--- Begin GIVEN ENTRIES ---

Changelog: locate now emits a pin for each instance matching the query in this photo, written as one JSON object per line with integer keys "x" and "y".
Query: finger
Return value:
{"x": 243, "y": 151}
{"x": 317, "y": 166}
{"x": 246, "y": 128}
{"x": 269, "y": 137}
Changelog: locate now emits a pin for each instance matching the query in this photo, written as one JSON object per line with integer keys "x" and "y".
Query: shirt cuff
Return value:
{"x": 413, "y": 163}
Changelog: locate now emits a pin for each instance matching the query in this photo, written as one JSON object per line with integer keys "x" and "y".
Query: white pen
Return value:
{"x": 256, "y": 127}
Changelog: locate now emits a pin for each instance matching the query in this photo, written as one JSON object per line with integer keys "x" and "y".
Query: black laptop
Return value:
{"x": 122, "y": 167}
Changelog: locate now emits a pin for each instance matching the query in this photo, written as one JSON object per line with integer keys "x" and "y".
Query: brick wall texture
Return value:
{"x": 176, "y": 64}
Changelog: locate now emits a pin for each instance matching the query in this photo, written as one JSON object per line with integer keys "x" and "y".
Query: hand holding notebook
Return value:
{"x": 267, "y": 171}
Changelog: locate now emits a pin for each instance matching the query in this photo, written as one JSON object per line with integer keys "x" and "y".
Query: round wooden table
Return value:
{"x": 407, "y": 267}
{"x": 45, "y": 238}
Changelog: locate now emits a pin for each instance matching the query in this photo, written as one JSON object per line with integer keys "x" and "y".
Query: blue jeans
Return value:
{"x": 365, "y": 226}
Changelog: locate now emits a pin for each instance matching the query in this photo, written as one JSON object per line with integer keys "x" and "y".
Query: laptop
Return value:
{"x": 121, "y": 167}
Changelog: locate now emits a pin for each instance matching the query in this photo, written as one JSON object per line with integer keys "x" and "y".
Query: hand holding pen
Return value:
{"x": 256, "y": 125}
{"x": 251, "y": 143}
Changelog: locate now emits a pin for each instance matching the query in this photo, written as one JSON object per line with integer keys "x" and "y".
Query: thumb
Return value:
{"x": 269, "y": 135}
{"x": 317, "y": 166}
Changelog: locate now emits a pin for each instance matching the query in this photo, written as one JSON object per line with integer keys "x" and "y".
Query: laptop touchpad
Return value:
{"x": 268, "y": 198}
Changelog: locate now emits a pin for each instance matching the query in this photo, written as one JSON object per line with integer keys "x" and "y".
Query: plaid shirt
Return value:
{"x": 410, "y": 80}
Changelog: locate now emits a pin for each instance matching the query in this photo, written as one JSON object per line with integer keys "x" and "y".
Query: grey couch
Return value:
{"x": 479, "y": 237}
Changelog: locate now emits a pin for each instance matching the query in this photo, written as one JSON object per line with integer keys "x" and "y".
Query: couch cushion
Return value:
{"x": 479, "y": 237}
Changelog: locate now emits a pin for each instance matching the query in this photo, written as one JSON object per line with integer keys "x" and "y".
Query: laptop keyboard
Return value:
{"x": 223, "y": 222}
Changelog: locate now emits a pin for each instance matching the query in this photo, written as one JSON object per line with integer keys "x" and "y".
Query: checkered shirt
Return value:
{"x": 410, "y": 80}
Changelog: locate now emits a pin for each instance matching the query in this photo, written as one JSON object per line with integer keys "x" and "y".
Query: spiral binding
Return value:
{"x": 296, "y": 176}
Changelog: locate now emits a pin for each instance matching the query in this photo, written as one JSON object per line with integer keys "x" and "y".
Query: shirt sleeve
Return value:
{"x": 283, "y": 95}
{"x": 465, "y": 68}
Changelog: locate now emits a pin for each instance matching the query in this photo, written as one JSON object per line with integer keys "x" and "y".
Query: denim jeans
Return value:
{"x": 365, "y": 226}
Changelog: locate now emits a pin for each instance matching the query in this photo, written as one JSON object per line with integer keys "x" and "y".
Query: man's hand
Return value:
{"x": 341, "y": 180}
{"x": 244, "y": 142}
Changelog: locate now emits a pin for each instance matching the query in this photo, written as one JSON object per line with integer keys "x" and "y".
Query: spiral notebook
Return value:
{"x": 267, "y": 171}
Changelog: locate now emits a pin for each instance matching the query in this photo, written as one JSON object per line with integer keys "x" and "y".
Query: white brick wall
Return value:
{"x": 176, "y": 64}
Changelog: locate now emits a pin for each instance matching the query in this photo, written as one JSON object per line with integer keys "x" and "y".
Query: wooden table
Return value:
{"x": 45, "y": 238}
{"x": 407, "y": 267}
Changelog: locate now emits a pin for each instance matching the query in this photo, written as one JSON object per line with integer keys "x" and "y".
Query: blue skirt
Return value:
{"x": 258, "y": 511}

--- End GIVEN ENTRIES ---

:: GIVEN TASK ::
Return each line of the records that contains the word "notebook". Case counts.

:: OUTPUT OF THE EXERCISE ::
Query: hand holding notebook
Query: spiral notebook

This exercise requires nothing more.